* [EXERCISE DIRECTIONS] Quote, word for word, the part of the records that opens with the line containing "The automated pipeline tagged blonde" and closes with the line containing "[0,193,62,233]", including both of those lines.

— Start of DATA RECORDS —

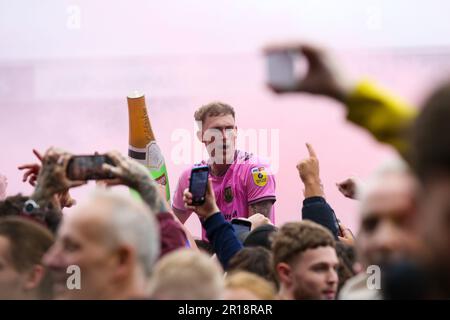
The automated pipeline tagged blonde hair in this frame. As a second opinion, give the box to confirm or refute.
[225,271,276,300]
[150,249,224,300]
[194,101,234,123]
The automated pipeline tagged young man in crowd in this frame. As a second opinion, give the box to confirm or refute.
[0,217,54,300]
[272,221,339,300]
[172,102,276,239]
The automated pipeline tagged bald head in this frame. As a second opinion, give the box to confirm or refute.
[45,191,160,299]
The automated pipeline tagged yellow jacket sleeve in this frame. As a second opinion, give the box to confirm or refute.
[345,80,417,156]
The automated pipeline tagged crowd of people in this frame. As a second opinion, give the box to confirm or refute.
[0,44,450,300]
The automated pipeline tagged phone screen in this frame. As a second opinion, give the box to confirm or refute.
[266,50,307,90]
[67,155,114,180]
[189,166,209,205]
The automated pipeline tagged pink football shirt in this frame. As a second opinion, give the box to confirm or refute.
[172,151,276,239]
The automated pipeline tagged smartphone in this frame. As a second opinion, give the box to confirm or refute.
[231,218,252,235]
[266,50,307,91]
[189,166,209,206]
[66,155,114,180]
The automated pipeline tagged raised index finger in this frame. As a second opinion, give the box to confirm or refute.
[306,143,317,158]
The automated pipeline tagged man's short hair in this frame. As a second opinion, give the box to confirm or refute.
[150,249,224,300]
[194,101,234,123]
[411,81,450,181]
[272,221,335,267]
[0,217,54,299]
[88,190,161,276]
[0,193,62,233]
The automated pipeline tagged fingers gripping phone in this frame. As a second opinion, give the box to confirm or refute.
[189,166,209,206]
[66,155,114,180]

— End of DATA RECORDS —
— Start of DATA RECORDS —

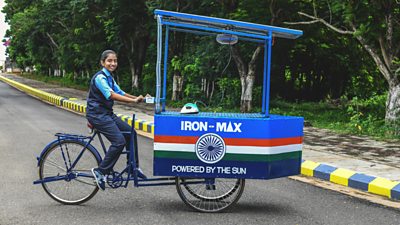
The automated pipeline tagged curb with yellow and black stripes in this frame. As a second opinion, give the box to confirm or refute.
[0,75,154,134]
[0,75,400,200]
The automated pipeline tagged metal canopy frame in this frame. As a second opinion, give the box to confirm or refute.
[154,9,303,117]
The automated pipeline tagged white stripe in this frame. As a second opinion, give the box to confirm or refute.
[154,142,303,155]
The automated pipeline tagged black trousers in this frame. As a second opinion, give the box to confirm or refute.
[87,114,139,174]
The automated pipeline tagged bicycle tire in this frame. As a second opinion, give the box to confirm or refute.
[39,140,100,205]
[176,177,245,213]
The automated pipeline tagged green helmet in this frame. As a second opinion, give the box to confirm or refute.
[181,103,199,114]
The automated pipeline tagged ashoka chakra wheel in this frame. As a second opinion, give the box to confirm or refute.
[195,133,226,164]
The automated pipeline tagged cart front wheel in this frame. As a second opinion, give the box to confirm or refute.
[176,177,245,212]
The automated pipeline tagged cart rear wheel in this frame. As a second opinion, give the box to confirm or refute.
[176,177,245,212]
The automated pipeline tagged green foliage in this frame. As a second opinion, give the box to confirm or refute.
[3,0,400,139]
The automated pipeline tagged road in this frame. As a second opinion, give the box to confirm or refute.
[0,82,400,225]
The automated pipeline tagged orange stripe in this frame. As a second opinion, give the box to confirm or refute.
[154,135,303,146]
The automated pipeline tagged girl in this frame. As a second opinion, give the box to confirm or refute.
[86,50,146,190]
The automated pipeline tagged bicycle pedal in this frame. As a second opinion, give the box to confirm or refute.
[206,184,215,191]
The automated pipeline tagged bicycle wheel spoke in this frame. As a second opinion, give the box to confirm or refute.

— End of DATA RECORDS —

* [CORRECT OUTPUT]
The automated pipeline tagged blonde hair in this frame. As a second opinion, give the box to confirm or refute.
[225,271,276,300]
[150,249,224,300]
[194,101,234,123]
The automated pipeline tagged young man in crowd in this frame. As a second opinion, give the box to confirm or refute.
[0,217,54,300]
[272,221,339,300]
[172,102,276,239]
The automated pipeline tagged bald head in this frame. As a second opinion, give the box to confirm or refute.
[45,191,160,299]
The automated pipeline tagged yellow jacket sleeve in this frame. As a second opinion, give the box to confirm or refute.
[345,80,417,156]
The automated pipeline tagged crowd of people in this frame. As a second opinion, give the box to confirm or refute.
[0,44,450,300]
The automated pipeline tagged phone screen in this frame. As a second opinion, give the box to confirm or refute.
[266,50,307,90]
[67,155,114,180]
[189,166,209,205]
The automated pipeline tagged pink football shirt in this frame. As a second opinion, give the box to confirm or refute.
[172,151,276,239]
The automated pipeline tagged smartphone in this frame. As a second opinion, give the box to confirm or refute.
[231,218,252,235]
[266,50,307,91]
[189,166,209,206]
[66,155,114,180]
The automated pipeline tagged raised index finger in this frame. As a second opinion, give the box to confirm or refute.
[306,143,317,158]
The automated pipeline tagged man's short hair in this frame. As a second opinion, give the box to confirm or refute.
[150,249,224,300]
[194,101,234,123]
[411,81,450,181]
[272,221,335,267]
[0,217,54,299]
[88,190,161,276]
[0,193,62,233]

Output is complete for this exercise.